ECLI:NL:OGEAC:2014:17

Gerecht in eerste aanleg van Curaçao

Datum uitspraak
13 maart 2014
Publicatiedatum
13 april 2023
Zaaknummer
61735/2013
Instantie
Gerecht in eerste aanleg van Curaçao
Type
Uitspraak
Rechtsgebied
Civiel recht
Procedures
  • Kort geding
Rechters
  • P.W. van Schendel
Vindplaatsen
  • Rechtspraak.nl
AI samenvatting door LexboostAutomatisch gegenereerd

Geluidshinder door Saint Tropez Ocean Club in kort geding

In deze zaak, die op 13 maart 2014 door het Gerecht in eerste aanleg van Curaçao werd behandeld, gaat het om een kort geding dat is aangespannen door eisers, beiden wonende in Curaçao, tegen de naamloze vennootschap Kyon N.V., handelend onder de naam Saint Tropez Ocean Club. De eisers, vertegenwoordigd door mr. Linda M. Douglas, stelden dat zij hinder ondervonden van geluidsoverlast veroorzaakt door de muziek die door Saint Tropez ten gehore werd gebracht. De gedaagde partij, vertegenwoordigd door mr. V.S. La Fleur, betwistte de claims van de eisers en voerde aan dat er geen objectieve normen zijn om geluidshinder vast te stellen.

De procedure begon met een plaatsopname op 25 oktober 2013, waarbij de rechter en de griffier de situatie ter plaatse hebben bekeken. Tijdens de behandeling op 13 februari 2014 heeft de eiser zijn eis gewijzigd en zijn standpunt verder toegelicht. De rechter oordeelde dat het geschil zich wel degelijk leent voor behandeling in kort geding, ondanks de lange duur van de procedure en het ontbreken van door de overheid vastgestelde normen.
============
> _EISEN OPDRACHT_:
Beantwoord met het fragment over de geluidshinder de volgende vragen:
1. Op welke datum is de uitspraak gepubliceerd?
2. Welke advocaat vertegenwoordigde de eisers?
3. Wanneer vond de plaatsopname plaats?
De regels zijn niet nodig.
============
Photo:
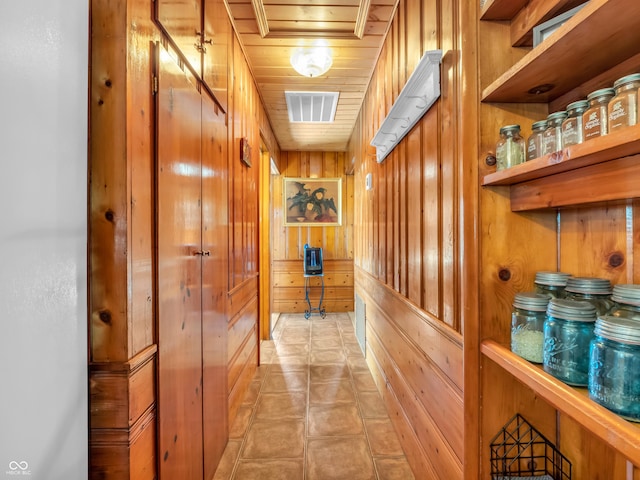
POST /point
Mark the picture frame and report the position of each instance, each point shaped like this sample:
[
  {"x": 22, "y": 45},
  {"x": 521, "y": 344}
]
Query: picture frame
[
  {"x": 315, "y": 202},
  {"x": 542, "y": 31},
  {"x": 245, "y": 152}
]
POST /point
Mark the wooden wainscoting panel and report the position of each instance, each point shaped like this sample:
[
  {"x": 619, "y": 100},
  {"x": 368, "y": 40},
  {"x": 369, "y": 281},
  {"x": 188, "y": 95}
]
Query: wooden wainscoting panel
[
  {"x": 122, "y": 392},
  {"x": 118, "y": 453}
]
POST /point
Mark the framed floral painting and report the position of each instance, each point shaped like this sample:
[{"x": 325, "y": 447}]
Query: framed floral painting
[{"x": 312, "y": 201}]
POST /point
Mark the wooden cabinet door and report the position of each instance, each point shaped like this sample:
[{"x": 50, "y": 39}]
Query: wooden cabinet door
[
  {"x": 179, "y": 327},
  {"x": 182, "y": 21},
  {"x": 217, "y": 31},
  {"x": 214, "y": 283}
]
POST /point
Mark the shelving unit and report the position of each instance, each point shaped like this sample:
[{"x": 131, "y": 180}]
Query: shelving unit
[
  {"x": 572, "y": 401},
  {"x": 597, "y": 184}
]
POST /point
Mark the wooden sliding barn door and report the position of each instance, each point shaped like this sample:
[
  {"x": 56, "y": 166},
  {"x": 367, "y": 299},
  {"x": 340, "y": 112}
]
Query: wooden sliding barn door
[
  {"x": 215, "y": 263},
  {"x": 179, "y": 264}
]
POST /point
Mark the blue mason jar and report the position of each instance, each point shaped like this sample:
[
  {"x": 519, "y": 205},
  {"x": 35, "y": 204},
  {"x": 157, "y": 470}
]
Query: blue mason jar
[
  {"x": 614, "y": 370},
  {"x": 527, "y": 321},
  {"x": 568, "y": 331}
]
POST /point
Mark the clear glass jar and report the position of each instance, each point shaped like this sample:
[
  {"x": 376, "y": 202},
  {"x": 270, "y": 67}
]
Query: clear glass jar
[
  {"x": 510, "y": 147},
  {"x": 534, "y": 142},
  {"x": 568, "y": 331},
  {"x": 626, "y": 302},
  {"x": 623, "y": 108},
  {"x": 597, "y": 291},
  {"x": 596, "y": 117},
  {"x": 572, "y": 125},
  {"x": 527, "y": 323},
  {"x": 552, "y": 136},
  {"x": 614, "y": 366},
  {"x": 551, "y": 284}
]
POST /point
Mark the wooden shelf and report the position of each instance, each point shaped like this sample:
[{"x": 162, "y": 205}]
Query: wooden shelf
[
  {"x": 622, "y": 435},
  {"x": 501, "y": 9},
  {"x": 620, "y": 143},
  {"x": 567, "y": 58}
]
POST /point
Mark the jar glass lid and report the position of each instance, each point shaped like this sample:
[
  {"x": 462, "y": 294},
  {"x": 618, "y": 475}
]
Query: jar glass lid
[
  {"x": 531, "y": 301},
  {"x": 552, "y": 278},
  {"x": 589, "y": 285},
  {"x": 626, "y": 293},
  {"x": 575, "y": 310}
]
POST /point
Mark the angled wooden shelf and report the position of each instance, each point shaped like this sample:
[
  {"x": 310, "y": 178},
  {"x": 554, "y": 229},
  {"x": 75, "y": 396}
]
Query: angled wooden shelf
[
  {"x": 619, "y": 143},
  {"x": 501, "y": 9},
  {"x": 567, "y": 58},
  {"x": 622, "y": 435}
]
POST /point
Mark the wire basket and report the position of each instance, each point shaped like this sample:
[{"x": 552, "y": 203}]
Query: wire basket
[{"x": 520, "y": 452}]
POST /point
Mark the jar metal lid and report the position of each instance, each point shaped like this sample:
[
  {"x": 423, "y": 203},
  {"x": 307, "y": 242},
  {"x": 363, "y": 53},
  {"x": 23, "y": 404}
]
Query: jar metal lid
[
  {"x": 618, "y": 329},
  {"x": 588, "y": 285},
  {"x": 580, "y": 105},
  {"x": 509, "y": 128},
  {"x": 626, "y": 293},
  {"x": 557, "y": 116},
  {"x": 531, "y": 301},
  {"x": 603, "y": 92},
  {"x": 634, "y": 77},
  {"x": 575, "y": 310},
  {"x": 558, "y": 279}
]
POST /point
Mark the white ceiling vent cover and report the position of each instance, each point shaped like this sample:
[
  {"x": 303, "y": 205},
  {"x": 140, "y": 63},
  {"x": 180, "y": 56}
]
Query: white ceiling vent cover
[{"x": 318, "y": 107}]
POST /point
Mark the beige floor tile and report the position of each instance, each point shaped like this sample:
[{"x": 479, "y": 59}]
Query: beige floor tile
[
  {"x": 371, "y": 405},
  {"x": 323, "y": 357},
  {"x": 252, "y": 393},
  {"x": 284, "y": 469},
  {"x": 382, "y": 437},
  {"x": 328, "y": 373},
  {"x": 339, "y": 419},
  {"x": 288, "y": 381},
  {"x": 339, "y": 458},
  {"x": 326, "y": 342},
  {"x": 364, "y": 382},
  {"x": 271, "y": 439},
  {"x": 393, "y": 469},
  {"x": 283, "y": 406},
  {"x": 331, "y": 393}
]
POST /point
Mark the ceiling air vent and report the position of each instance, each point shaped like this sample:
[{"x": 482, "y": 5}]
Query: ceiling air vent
[{"x": 317, "y": 107}]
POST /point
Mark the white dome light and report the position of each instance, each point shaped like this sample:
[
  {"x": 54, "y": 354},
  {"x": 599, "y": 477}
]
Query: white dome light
[{"x": 312, "y": 62}]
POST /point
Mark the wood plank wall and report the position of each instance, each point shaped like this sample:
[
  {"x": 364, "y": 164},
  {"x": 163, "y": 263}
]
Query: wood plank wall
[
  {"x": 410, "y": 239},
  {"x": 336, "y": 241},
  {"x": 121, "y": 221}
]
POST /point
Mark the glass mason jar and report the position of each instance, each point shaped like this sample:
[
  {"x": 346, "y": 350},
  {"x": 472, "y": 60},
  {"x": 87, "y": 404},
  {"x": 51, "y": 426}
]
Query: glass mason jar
[
  {"x": 534, "y": 142},
  {"x": 614, "y": 366},
  {"x": 572, "y": 125},
  {"x": 510, "y": 147},
  {"x": 551, "y": 284},
  {"x": 597, "y": 291},
  {"x": 527, "y": 323},
  {"x": 623, "y": 108},
  {"x": 626, "y": 302},
  {"x": 568, "y": 331},
  {"x": 552, "y": 136},
  {"x": 596, "y": 117}
]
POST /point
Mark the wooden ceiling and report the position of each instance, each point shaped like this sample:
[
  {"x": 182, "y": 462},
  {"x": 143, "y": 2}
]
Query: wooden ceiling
[{"x": 270, "y": 31}]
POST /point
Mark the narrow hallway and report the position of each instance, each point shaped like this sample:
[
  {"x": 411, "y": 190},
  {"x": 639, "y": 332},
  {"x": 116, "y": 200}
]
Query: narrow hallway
[{"x": 312, "y": 411}]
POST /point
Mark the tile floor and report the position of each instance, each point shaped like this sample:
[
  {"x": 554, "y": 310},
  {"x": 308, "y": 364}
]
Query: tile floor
[{"x": 313, "y": 411}]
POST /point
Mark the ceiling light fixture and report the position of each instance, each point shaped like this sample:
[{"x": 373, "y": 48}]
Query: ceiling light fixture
[{"x": 312, "y": 61}]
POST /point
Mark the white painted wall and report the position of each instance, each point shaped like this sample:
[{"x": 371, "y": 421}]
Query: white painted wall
[{"x": 43, "y": 239}]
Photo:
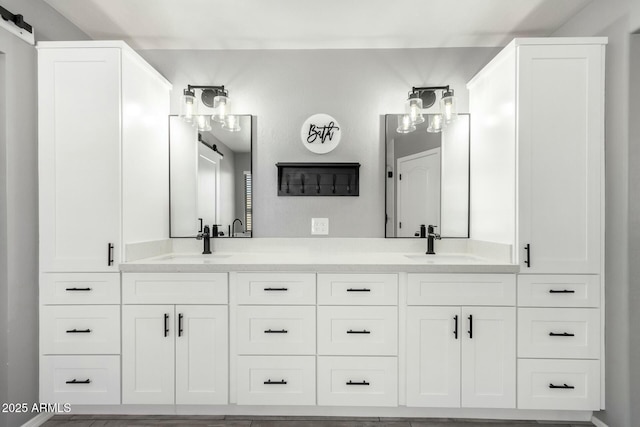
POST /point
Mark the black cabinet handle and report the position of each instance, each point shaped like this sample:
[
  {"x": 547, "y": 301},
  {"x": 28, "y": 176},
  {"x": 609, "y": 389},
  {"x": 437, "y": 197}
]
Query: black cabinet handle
[
  {"x": 166, "y": 325},
  {"x": 455, "y": 328},
  {"x": 561, "y": 386},
  {"x": 110, "y": 254},
  {"x": 563, "y": 334},
  {"x": 75, "y": 381}
]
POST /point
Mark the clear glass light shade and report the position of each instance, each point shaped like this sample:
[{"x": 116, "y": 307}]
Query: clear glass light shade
[
  {"x": 188, "y": 107},
  {"x": 435, "y": 123},
  {"x": 221, "y": 105},
  {"x": 413, "y": 107},
  {"x": 448, "y": 107},
  {"x": 204, "y": 122},
  {"x": 404, "y": 124},
  {"x": 231, "y": 123}
]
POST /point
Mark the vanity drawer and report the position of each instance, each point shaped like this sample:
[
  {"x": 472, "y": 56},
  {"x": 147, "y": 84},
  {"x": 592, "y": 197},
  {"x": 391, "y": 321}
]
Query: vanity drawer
[
  {"x": 72, "y": 329},
  {"x": 559, "y": 384},
  {"x": 461, "y": 289},
  {"x": 276, "y": 288},
  {"x": 174, "y": 288},
  {"x": 276, "y": 380},
  {"x": 571, "y": 333},
  {"x": 358, "y": 289},
  {"x": 365, "y": 331},
  {"x": 358, "y": 381},
  {"x": 559, "y": 290},
  {"x": 276, "y": 330},
  {"x": 80, "y": 288},
  {"x": 80, "y": 380}
]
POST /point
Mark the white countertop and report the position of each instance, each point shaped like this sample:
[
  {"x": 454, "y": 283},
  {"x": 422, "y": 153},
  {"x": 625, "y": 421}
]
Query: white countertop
[{"x": 375, "y": 262}]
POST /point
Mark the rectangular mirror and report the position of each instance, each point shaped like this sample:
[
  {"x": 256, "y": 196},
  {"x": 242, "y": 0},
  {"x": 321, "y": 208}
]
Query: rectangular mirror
[
  {"x": 427, "y": 178},
  {"x": 210, "y": 178}
]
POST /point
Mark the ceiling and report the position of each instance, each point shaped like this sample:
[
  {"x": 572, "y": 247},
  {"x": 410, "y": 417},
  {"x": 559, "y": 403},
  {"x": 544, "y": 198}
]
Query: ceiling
[{"x": 316, "y": 24}]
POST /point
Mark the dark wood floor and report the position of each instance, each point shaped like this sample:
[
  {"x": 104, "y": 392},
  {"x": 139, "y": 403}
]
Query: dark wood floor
[{"x": 246, "y": 421}]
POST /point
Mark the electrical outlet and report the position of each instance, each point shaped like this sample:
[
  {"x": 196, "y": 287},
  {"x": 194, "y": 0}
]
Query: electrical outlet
[{"x": 319, "y": 225}]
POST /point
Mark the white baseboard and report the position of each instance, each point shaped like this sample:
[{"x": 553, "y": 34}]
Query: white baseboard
[
  {"x": 38, "y": 420},
  {"x": 597, "y": 422}
]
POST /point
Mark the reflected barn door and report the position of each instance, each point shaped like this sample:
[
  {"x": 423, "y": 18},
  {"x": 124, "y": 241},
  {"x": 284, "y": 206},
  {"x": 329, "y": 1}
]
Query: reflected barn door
[{"x": 418, "y": 192}]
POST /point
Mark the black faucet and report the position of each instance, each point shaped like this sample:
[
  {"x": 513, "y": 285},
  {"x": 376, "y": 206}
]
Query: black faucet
[
  {"x": 431, "y": 235},
  {"x": 207, "y": 239},
  {"x": 233, "y": 226}
]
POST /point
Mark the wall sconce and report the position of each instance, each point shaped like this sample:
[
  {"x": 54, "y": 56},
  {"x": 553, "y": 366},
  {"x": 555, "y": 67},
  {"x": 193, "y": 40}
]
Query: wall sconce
[{"x": 424, "y": 97}]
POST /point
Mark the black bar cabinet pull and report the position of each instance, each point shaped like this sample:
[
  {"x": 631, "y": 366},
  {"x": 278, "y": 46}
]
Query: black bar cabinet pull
[
  {"x": 561, "y": 386},
  {"x": 455, "y": 329},
  {"x": 356, "y": 383},
  {"x": 166, "y": 325},
  {"x": 563, "y": 334},
  {"x": 75, "y": 381},
  {"x": 110, "y": 254}
]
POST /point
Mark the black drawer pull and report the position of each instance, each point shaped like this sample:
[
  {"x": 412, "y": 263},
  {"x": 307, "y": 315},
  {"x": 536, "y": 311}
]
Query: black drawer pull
[
  {"x": 361, "y": 383},
  {"x": 564, "y": 386},
  {"x": 74, "y": 381},
  {"x": 563, "y": 334}
]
============
> _JUIST ANTWOORD_:
1. 13 april 2023
2. Mr. Linda M. Douglas
3. 25 oktober 2013